What the exercise asks →
Write out exactly the lines from the one containing "Target: chair back" through the last line of the records below, including both.

Records provided →

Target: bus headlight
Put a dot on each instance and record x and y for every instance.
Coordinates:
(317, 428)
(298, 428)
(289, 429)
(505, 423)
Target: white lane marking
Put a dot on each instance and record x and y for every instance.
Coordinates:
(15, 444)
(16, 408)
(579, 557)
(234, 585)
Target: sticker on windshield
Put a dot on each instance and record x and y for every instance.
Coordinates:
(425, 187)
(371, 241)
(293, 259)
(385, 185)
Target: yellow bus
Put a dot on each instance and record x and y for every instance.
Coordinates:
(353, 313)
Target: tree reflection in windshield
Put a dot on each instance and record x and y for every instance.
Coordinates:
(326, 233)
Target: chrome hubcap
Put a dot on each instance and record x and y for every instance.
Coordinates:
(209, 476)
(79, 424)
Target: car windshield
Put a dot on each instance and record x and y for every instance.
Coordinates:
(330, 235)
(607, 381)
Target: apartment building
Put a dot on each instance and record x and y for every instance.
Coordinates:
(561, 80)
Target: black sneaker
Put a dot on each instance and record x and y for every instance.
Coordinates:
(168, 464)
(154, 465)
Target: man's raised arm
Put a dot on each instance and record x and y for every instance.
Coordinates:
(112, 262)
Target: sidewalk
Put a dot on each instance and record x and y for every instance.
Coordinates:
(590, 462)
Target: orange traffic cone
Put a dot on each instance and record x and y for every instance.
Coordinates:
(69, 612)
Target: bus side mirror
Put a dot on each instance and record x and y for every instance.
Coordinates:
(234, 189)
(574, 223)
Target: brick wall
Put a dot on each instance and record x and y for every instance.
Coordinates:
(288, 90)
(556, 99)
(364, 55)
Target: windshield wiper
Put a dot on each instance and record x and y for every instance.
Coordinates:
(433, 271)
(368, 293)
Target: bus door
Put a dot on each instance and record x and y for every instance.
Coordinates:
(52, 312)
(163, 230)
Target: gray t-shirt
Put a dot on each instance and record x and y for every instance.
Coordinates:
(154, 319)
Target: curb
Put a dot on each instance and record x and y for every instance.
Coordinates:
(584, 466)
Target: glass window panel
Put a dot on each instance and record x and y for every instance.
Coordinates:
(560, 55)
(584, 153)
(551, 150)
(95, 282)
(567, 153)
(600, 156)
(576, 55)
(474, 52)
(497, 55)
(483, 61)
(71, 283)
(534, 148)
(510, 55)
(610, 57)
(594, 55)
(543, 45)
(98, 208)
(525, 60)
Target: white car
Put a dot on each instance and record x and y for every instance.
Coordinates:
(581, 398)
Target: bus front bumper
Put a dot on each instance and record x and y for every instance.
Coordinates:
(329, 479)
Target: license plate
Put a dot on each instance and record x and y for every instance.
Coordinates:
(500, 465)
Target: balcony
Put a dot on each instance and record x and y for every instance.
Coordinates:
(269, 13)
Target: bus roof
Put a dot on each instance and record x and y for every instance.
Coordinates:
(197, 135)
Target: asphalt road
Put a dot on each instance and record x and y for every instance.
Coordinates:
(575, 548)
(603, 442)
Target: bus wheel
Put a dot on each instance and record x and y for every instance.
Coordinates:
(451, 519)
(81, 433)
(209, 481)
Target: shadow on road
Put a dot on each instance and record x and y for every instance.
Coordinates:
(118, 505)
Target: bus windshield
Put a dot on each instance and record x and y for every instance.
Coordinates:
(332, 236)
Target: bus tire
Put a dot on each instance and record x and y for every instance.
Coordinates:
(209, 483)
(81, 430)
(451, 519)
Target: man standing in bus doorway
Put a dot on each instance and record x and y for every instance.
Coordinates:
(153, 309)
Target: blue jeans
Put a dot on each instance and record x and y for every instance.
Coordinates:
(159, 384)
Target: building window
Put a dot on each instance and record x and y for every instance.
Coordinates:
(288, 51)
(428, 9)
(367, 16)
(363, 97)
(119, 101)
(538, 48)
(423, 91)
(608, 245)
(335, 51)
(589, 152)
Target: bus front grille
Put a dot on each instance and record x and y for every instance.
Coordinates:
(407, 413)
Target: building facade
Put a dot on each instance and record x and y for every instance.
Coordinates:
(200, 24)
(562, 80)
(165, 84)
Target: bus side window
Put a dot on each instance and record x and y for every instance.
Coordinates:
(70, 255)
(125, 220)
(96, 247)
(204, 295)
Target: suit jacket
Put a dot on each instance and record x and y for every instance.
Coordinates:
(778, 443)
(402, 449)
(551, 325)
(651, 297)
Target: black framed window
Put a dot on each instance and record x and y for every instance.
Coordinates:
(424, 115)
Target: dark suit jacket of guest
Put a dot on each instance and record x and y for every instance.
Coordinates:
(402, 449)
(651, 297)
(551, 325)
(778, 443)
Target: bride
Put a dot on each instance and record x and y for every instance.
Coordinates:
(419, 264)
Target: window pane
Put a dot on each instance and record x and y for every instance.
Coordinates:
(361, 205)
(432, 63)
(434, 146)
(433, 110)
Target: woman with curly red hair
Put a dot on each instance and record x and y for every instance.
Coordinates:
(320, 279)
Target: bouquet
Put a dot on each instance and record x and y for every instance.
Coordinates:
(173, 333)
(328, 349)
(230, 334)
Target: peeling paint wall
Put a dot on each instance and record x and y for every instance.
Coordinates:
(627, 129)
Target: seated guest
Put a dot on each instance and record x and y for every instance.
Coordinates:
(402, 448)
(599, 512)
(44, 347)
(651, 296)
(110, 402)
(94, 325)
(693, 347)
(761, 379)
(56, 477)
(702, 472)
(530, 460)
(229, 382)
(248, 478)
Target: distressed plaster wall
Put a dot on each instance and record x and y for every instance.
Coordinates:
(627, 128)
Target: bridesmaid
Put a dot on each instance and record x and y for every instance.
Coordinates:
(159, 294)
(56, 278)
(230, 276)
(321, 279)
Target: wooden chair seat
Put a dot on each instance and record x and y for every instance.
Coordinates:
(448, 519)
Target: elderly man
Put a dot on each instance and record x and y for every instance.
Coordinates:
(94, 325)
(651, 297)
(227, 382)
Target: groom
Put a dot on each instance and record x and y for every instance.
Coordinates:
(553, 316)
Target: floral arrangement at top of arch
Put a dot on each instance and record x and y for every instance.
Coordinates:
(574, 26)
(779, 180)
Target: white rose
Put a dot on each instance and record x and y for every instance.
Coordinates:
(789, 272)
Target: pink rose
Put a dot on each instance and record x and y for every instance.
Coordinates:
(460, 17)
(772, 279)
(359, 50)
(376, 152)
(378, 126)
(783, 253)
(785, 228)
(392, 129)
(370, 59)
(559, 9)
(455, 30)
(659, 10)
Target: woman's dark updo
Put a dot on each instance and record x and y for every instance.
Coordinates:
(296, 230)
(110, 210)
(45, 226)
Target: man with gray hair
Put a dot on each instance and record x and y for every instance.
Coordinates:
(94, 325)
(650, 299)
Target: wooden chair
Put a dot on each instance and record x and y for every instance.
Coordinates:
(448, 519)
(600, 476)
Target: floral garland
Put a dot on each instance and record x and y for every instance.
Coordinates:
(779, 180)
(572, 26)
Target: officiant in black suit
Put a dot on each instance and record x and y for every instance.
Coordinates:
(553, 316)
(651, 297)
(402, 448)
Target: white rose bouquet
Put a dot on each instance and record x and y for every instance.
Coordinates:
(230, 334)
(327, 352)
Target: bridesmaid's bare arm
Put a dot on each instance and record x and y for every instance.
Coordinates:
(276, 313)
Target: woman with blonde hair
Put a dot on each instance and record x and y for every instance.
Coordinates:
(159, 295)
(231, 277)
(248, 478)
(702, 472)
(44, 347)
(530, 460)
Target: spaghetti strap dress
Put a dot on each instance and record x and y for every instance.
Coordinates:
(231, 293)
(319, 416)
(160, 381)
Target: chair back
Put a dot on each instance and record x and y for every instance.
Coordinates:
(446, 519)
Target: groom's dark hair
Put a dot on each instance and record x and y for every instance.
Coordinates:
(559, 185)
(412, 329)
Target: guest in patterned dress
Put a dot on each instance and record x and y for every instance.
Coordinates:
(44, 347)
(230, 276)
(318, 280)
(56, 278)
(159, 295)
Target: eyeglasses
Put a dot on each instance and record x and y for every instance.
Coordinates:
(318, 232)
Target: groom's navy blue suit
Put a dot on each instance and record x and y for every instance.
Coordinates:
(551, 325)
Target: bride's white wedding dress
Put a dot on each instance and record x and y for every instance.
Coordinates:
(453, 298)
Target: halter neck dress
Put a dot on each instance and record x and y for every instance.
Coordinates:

Reply →
Target: chair back
Put a dot on each instance and record x and y for every instance.
Coordinates:
(446, 519)
Target: groom's dark hair
Put a dot on each instance and record x and y for every instance.
Coordinates:
(559, 185)
(412, 329)
Target: guest in patterned dress
Put a dot on each instance and record x and y for every instance.
Coordinates:
(44, 347)
(230, 276)
(318, 280)
(56, 278)
(159, 295)
Target: eyeglasses
Put a dot on each instance and record x and y for every instance.
Coordinates:
(318, 232)
Target: groom's navy blue suit
Put a dot on each instance and record x and y for every instance.
Coordinates:
(551, 325)
Target: bride's white wedding dress
Put a dot on each instance and record x and y for every instance.
Coordinates:
(453, 298)
Target: halter neck dress
Put a dot on each instance and record x and y for every instance.
Coordinates:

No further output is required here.